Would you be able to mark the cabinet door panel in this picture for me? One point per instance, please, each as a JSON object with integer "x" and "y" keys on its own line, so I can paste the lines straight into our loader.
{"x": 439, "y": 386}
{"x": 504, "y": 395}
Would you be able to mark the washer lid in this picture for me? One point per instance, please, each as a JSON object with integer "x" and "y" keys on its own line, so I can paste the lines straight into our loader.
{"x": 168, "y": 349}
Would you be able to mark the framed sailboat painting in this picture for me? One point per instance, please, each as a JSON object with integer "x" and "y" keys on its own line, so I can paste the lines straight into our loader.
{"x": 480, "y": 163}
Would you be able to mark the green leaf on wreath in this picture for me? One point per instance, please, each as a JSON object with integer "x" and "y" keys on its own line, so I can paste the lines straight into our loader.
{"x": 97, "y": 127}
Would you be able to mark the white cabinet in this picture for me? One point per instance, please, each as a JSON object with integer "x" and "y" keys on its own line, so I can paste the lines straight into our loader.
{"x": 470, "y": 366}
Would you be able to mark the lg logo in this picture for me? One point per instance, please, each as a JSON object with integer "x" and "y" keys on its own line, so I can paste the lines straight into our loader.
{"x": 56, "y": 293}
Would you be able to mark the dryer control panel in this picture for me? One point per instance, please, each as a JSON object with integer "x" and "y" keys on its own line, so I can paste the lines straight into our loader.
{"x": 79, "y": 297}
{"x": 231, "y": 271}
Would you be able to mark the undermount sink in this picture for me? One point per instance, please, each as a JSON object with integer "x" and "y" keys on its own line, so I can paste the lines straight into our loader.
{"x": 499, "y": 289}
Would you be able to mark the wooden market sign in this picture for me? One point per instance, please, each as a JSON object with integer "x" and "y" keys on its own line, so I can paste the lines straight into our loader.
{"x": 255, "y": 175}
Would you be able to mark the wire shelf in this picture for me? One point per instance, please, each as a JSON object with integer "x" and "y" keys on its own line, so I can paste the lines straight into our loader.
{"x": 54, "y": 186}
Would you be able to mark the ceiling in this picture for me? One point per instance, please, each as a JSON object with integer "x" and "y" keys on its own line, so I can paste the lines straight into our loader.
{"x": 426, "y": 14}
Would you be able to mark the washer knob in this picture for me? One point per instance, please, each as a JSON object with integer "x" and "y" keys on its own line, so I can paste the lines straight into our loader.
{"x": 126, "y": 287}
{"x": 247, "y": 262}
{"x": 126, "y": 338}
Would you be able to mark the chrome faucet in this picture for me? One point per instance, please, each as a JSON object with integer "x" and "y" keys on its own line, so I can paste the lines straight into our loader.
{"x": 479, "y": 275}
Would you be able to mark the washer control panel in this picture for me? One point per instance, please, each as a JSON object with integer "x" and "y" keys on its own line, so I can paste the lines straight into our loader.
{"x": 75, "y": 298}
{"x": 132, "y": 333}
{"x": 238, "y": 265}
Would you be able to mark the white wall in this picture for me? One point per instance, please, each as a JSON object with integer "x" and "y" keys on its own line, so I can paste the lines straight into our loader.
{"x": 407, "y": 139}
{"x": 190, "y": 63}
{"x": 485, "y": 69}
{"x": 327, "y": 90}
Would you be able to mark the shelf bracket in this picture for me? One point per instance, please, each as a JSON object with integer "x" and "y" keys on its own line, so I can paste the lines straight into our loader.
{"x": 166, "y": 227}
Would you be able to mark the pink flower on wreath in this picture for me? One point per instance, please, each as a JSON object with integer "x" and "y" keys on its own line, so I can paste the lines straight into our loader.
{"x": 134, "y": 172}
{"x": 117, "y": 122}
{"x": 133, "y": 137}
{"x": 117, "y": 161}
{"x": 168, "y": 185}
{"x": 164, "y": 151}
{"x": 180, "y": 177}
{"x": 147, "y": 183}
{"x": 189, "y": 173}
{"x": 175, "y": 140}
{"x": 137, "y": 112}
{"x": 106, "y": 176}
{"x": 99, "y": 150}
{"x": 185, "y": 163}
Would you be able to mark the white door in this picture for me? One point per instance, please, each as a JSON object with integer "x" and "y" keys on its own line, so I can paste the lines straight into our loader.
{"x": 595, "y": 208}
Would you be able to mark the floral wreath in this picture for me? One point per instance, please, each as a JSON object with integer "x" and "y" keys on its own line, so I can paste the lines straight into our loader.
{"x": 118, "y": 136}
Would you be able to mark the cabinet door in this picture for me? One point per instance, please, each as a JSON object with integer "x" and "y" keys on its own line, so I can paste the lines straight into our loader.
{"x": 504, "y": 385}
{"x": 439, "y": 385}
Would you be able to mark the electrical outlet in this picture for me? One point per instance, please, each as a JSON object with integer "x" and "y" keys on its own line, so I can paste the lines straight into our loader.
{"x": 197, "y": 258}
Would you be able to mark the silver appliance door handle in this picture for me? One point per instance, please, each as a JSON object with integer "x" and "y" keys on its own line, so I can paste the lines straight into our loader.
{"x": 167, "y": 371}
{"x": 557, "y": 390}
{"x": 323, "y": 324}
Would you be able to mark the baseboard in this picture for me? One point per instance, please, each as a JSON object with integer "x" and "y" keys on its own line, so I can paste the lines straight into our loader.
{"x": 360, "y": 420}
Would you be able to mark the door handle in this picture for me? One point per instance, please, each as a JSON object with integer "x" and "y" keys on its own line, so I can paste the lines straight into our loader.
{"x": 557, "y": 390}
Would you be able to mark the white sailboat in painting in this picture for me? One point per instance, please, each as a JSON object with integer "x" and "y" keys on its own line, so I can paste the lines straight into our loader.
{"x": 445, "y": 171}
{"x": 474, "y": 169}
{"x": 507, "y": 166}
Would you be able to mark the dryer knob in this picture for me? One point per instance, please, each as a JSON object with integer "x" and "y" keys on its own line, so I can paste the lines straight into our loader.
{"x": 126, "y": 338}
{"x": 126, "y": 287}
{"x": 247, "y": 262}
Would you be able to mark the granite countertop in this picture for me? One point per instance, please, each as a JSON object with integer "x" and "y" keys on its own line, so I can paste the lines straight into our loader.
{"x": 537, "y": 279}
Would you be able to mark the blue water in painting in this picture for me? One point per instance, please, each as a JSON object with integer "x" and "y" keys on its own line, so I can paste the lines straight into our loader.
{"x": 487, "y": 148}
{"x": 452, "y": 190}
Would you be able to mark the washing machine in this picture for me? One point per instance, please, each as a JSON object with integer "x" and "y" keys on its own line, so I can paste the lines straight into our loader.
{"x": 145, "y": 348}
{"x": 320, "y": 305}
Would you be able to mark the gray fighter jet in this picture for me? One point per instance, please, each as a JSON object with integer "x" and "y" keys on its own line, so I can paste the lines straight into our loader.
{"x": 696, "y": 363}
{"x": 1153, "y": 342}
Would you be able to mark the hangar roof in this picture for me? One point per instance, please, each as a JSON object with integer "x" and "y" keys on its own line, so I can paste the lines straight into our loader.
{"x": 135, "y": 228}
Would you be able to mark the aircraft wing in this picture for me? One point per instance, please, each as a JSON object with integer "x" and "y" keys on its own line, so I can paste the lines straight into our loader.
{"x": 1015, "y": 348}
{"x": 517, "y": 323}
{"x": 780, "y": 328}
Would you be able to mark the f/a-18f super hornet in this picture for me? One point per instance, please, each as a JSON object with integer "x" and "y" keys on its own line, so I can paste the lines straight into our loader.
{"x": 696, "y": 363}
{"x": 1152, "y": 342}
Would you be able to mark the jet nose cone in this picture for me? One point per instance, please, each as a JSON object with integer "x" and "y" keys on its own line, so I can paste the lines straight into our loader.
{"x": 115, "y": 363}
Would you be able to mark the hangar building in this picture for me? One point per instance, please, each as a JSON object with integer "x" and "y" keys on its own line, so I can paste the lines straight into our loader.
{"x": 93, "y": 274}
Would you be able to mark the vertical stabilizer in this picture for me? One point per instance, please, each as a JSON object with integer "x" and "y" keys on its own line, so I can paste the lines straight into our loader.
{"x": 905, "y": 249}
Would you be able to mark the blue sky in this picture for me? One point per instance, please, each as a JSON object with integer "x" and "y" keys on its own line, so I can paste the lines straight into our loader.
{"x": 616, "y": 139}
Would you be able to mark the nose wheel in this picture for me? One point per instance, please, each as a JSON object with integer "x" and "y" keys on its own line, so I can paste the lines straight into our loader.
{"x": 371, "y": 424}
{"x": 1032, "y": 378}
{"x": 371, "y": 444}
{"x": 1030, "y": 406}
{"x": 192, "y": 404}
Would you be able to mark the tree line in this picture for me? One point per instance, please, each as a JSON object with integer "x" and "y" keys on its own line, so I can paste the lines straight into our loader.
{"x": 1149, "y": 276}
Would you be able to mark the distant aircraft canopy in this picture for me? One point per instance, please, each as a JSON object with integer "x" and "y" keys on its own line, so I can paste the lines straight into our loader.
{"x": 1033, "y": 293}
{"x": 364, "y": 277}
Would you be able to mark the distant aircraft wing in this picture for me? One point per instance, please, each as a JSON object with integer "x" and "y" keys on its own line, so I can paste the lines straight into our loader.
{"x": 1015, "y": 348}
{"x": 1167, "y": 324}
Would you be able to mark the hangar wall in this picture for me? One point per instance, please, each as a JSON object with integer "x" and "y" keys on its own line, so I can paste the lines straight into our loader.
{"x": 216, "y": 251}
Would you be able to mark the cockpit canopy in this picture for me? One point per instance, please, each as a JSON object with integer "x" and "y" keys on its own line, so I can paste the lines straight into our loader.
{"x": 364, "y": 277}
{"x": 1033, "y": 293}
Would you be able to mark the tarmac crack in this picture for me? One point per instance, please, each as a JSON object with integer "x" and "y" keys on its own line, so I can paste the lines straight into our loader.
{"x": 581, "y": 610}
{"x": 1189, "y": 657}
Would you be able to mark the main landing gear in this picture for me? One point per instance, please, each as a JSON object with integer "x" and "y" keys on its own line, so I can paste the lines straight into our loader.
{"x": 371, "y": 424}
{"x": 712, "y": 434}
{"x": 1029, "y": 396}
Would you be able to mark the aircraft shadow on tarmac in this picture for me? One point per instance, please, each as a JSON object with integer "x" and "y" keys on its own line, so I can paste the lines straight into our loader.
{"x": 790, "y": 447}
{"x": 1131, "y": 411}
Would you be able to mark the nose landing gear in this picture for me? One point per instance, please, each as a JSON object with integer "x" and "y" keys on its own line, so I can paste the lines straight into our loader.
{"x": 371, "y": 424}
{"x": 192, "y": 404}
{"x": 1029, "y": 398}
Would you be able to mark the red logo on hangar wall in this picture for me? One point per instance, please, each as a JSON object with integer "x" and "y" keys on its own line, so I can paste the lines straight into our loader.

_Required task:_
Take every line from the one containing "Would you be able to mark the distant aircraft wing" to the end of the listing and output it exactly, with nothing else.

_Output of the task:_
Would you be able to mark the distant aircraft wing in this picture for me? One point per instance, please, each as a JSON object with integer "x" and "y" keys on its own line, so I can paste the lines straight into our loader.
{"x": 1015, "y": 348}
{"x": 1167, "y": 324}
Would you be able to mark the hangar wall in this picture for me? One point per instance, please, each as a JSON object with integer "x" and "y" keys on its own line, so I can paste the lines straight into our loader.
{"x": 216, "y": 251}
Would you be able to mark the cockpit canopy in this picture for me? One point per instance, please, each as a JSON object with integer "x" and "y" keys on its own line, so I can paste the lines straight into our loader.
{"x": 364, "y": 277}
{"x": 1033, "y": 293}
Would you be able to mark the tarmac crack in this picture for me? One point per instance, please, each as a JSON object with integer "x" and "y" keys on its own line, so I can paste the lines straight into our loader.
{"x": 581, "y": 610}
{"x": 1189, "y": 657}
Would you be able to mark the main landing gear in this picture for me? One point per instance, please, each as a JSON object with integer "x" and "y" keys on its own line, so I can paste the lines straight into our loader.
{"x": 371, "y": 424}
{"x": 712, "y": 434}
{"x": 1029, "y": 396}
Would you be able to mark the aircraft shadow on tarmac in this picture for me? One point per instance, please, each as a JSON object with integer "x" and "y" keys on its own line, so I can paste the lines straight into our loader.
{"x": 790, "y": 447}
{"x": 1131, "y": 411}
Would you be able to mark the nose landing gear in this picture for me? One point per instance, please, each as a JSON object with integer "x" and "y" keys on its own line, so I can paste the lines straight into our loader.
{"x": 371, "y": 424}
{"x": 192, "y": 404}
{"x": 1029, "y": 398}
Would you be able to mark the red logo on hangar wall in this picture for me? One point per instance, please, each as a JSON object with integer "x" and "y" keys on its own line, so I can paste the lines straight into our loader.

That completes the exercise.